Work task ▸ Could every line of the data be printed exactly as it reads?

_ _ _ _ _ _ _

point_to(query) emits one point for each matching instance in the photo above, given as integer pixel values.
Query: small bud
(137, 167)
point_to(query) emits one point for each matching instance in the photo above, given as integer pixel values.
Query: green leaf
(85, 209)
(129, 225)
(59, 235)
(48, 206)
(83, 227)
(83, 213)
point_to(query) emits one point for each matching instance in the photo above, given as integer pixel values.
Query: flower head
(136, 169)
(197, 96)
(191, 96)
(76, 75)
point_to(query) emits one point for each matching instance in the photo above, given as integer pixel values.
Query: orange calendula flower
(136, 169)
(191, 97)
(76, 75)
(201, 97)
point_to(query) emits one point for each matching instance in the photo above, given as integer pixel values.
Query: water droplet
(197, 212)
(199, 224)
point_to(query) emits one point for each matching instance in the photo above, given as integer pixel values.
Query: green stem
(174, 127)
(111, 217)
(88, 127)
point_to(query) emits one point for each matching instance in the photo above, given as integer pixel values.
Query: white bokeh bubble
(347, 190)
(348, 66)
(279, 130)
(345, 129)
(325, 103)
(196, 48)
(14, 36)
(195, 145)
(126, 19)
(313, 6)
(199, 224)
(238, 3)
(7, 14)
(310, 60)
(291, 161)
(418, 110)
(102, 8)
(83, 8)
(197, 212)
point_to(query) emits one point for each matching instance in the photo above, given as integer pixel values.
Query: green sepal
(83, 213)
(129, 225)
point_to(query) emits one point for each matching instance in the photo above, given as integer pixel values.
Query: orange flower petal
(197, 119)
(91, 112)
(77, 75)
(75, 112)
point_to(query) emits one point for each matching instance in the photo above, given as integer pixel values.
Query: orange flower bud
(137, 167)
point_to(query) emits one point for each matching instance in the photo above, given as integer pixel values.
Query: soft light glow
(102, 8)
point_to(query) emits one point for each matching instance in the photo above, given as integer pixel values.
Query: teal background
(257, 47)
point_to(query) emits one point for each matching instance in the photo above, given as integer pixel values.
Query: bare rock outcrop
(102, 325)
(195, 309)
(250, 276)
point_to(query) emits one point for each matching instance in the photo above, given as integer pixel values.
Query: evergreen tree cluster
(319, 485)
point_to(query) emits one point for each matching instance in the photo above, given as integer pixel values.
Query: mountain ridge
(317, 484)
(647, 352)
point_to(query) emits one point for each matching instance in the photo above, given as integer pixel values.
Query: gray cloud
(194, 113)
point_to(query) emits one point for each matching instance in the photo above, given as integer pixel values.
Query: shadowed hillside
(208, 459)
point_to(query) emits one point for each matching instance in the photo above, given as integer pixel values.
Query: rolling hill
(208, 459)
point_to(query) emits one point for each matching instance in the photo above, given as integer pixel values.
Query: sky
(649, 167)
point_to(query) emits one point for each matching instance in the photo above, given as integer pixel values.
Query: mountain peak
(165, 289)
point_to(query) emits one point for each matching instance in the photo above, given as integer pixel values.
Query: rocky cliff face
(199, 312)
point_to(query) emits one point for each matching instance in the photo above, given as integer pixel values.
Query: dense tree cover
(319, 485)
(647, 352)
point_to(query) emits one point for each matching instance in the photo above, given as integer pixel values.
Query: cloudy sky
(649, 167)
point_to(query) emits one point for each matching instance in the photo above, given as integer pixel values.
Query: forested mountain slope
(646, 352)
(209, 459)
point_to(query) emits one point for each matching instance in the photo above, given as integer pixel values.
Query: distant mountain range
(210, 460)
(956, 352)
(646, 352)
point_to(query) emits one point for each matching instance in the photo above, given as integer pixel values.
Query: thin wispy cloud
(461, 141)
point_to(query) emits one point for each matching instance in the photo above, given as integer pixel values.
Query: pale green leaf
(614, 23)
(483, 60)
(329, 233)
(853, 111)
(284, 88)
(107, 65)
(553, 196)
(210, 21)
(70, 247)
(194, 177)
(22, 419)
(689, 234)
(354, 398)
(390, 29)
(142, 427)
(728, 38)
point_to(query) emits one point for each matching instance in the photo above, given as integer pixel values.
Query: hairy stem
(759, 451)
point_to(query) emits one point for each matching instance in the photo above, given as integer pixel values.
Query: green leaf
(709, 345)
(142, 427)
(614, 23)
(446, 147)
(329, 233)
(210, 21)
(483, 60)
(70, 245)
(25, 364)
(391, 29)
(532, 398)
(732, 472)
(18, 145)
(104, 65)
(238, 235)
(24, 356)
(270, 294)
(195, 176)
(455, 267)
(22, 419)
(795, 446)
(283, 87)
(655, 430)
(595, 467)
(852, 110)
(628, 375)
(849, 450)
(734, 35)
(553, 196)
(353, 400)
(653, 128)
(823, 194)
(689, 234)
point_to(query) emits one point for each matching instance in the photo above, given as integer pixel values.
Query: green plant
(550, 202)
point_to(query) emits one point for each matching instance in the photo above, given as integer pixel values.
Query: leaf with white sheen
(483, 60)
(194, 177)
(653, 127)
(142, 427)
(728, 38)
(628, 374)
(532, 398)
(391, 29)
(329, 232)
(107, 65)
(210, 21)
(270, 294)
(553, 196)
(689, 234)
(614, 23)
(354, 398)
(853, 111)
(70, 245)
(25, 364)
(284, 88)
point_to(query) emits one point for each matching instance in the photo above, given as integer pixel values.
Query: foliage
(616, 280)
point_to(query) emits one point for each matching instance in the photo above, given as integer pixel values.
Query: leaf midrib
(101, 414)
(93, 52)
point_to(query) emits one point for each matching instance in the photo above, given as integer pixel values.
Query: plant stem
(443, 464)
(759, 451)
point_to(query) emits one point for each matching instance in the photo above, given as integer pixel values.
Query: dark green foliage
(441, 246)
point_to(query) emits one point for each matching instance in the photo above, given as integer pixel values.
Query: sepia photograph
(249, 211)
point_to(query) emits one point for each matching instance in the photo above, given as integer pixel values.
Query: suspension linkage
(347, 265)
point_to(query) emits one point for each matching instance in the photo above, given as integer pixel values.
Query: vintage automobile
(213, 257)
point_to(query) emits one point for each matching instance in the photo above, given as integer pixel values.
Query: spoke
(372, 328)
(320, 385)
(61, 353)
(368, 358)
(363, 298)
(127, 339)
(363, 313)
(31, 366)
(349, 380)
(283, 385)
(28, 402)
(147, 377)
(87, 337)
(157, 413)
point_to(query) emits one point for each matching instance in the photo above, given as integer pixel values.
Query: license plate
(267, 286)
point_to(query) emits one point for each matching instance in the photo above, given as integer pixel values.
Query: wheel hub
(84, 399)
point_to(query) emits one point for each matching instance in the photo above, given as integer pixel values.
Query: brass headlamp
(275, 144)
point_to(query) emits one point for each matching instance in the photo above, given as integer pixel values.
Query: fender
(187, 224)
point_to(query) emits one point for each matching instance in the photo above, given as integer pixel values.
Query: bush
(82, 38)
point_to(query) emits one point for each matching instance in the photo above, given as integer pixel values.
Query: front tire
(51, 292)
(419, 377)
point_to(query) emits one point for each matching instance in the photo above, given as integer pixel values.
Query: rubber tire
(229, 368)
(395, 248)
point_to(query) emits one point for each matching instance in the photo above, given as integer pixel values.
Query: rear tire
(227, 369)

_ _ _ _ _ _ _

Task solution ▸
point_to(query) emits one point for each matching instance in the photo above, given as integer pixel values.
Query: small bud
(137, 167)
point_to(query) emits one point for each matching instance in the photo above, given as integer pixel values.
Query: green leaf
(85, 209)
(129, 225)
(59, 235)
(48, 206)
(83, 227)
(83, 213)
point_to(query) emits one point for each matching instance in the photo above, given as integer pixel values.
Query: flower head
(136, 169)
(197, 96)
(191, 96)
(76, 75)
point_to(query) emits one point for each matching instance in the photo above, given as integer pixel values.
Query: orange calendula flower
(136, 169)
(191, 97)
(76, 75)
(201, 97)
point_to(query) emits one point for each matching instance in the photo above, given as integer pixel values.
Query: water droplet
(197, 212)
(199, 224)
point_to(query) emits one point for each matching instance in the photo above, given as integer pixel values.
Query: green stem
(174, 127)
(111, 217)
(88, 127)
point_to(query) emits one point for each matching instance in the photo above, given as integer pixel values.
Query: white bokeh bubble
(347, 190)
(348, 66)
(279, 130)
(345, 129)
(325, 103)
(196, 48)
(14, 36)
(195, 145)
(126, 19)
(313, 6)
(199, 224)
(238, 3)
(7, 14)
(310, 60)
(291, 161)
(418, 110)
(102, 8)
(83, 8)
(197, 212)
point_to(query) emits one point for each matching instance in the photo above, given as integer pixel values.
Query: green sepal
(83, 213)
(129, 225)
point_to(query) emits one point for each matching instance in the photo above, given as integer pixel values.
Query: orange flower petal
(197, 119)
(91, 112)
(77, 75)
(75, 112)
point_to(query) emits one point for each matching instance in the photo above, given as integer pixel values.
Query: orange flower bud
(137, 167)
point_to(query) emits one point for each matching instance in the photo above, given as integer pixel values.
Query: soft light glow
(102, 8)
point_to(query) emits one point for each matching instance in the photo above, given as integer pixel values.
Query: teal background
(257, 47)
point_to(query) emits one point for each matching instance in the photo above, given as integer pixel values.
Query: bare rock outcrop
(102, 325)
(195, 309)
(250, 276)
point_to(query) emits one point for each matching instance in the photo above, given as integer pixel values.
Query: evergreen tree cluster
(319, 485)
point_to(query) emits one point for each matching instance in the photo above, given as integer pixel values.
Query: mountain ridge
(317, 484)
(647, 352)
point_to(query) emits one point for each matching instance in the photo above, given as integer pixel values.
Query: gray cloud
(194, 113)
point_to(query) emits one point for each matching instance in the photo above, given as integer pixel values.
Query: shadowed hillside
(208, 459)
point_to(query) emits one point for each matching instance in the photo above, given as integer pixel values.
Query: rolling hill
(208, 459)
point_to(query) emits one point for each matching instance in the photo above, given as integer pixel values.
Query: sky
(649, 167)
point_to(query) emits one point for each matching instance in the photo above, given as integer pixel values.
Query: mountain peak
(165, 289)
point_to(query) emits one point for each matching instance in the photo above, given as integer pixel values.
Query: rocky cliff face
(199, 312)
point_to(query) emits one point for each matching instance in the photo above, given as integer pixel values.
Query: dense tree cover
(319, 485)
(647, 352)
point_to(query) emits one point for each matching instance in the photo above, given as integer pixel values.
Query: cloudy sky
(649, 167)
point_to(query) emits one point for each matching instance in the photo above, given as integer pixel values.
Query: forested mountain slope
(646, 352)
(209, 459)
point_to(query) emits one point for each matching instance in the photo above, given as integer pixel values.
Query: distant mountain range
(210, 460)
(956, 352)
(646, 352)
point_to(query) emits one point for each matching instance in the photo above, given as integer pixel values.
Query: thin wispy cloud
(461, 141)
point_to(query) emits one point for each matching instance in the photo above, given as integer pixel values.
Query: pale green leaf
(614, 23)
(483, 60)
(329, 233)
(853, 111)
(284, 88)
(107, 65)
(553, 196)
(210, 21)
(70, 247)
(194, 177)
(22, 419)
(689, 234)
(354, 398)
(390, 29)
(142, 427)
(728, 38)
point_to(query) emits one point for each matching instance in the photo above, given as integer pixel values.
Query: hairy stem
(759, 451)
point_to(query) emits one point for each matching instance in the photo above, given as integer pixel values.
Query: green leaf
(709, 345)
(142, 427)
(614, 23)
(446, 147)
(329, 233)
(210, 21)
(483, 60)
(70, 245)
(25, 364)
(391, 29)
(532, 398)
(732, 472)
(18, 145)
(104, 65)
(238, 235)
(24, 356)
(270, 294)
(195, 176)
(455, 267)
(22, 419)
(795, 446)
(283, 87)
(655, 430)
(595, 467)
(852, 110)
(628, 375)
(849, 450)
(734, 35)
(553, 196)
(353, 400)
(653, 128)
(823, 194)
(689, 234)
point_to(query) emits one point for each matching instance in the photo above, given as integer pixel values.
Query: green plant
(550, 202)
point_to(query) emits one point for each matching instance in the photo above, given as integer pixel values.
Query: leaf with white sheen
(483, 60)
(194, 177)
(653, 127)
(142, 427)
(728, 38)
(628, 374)
(532, 398)
(391, 29)
(329, 232)
(107, 65)
(210, 21)
(270, 294)
(553, 196)
(689, 234)
(614, 23)
(354, 398)
(853, 111)
(70, 245)
(25, 364)
(284, 88)
point_to(query) emits one point for each matching instance in the photo above, given as integer pixel values.
Query: foliage
(616, 280)
point_to(query) emits one point for each matching instance in the photo above, given as integer pixel values.
Query: leaf midrib
(101, 414)
(93, 52)
point_to(query) emits one point for each matching instance in the photo above, given as integer pixel values.
Query: plant stem
(443, 464)
(759, 451)
point_to(query) emits one point for each matching instance in the photo above, given as integer pixel values.
Query: dark green foliage
(441, 246)
point_to(query) emits one point for each matching instance in the photo above, given as integer pixel values.
Query: sepia photograph
(249, 211)
point_to(query) emits one point for each matching instance in the photo above, given as integer pixel values.
Query: suspension linkage
(347, 265)
point_to(query) emits one point for each matching instance in the photo above, given as integer pixel values.
Query: vintage automobile
(213, 257)
point_to(query) emits one point for each matching instance in the photo above, given as integer pixel values.
Query: spoke
(372, 328)
(320, 385)
(61, 353)
(368, 358)
(363, 298)
(127, 339)
(363, 313)
(31, 366)
(349, 380)
(283, 385)
(28, 402)
(147, 377)
(87, 337)
(157, 413)
point_to(query) emits one point for each matching instance in the photo above, given as integer pixel values.
Query: license plate
(267, 286)
point_to(query) emits one point for each matching instance in the photo above, given as integer pixel values.
Query: wheel hub
(84, 399)
point_to(query) emits one point for each matching instance in the photo above, given as integer pixel values.
Query: brass headlamp
(275, 144)
point_to(query) emits one point for each matching instance in the photo above, given as integer pixel values.
Query: fender
(187, 224)
point_to(query) emits one point for each matching instance in the photo above, given as integer pixel values.
Query: bush
(82, 38)
point_to(query) emits one point for each matching instance in the photo above, given as integer pixel values.
Query: front tire
(51, 292)
(419, 377)
point_to(query) emits one point for each matching instance in the photo above, given as integer pixel values.
Query: rubber tire
(229, 368)
(395, 248)
point_to(query) emits one point for each matching instance in the photo above, given as integer pixel values.
Query: rear tire
(227, 369)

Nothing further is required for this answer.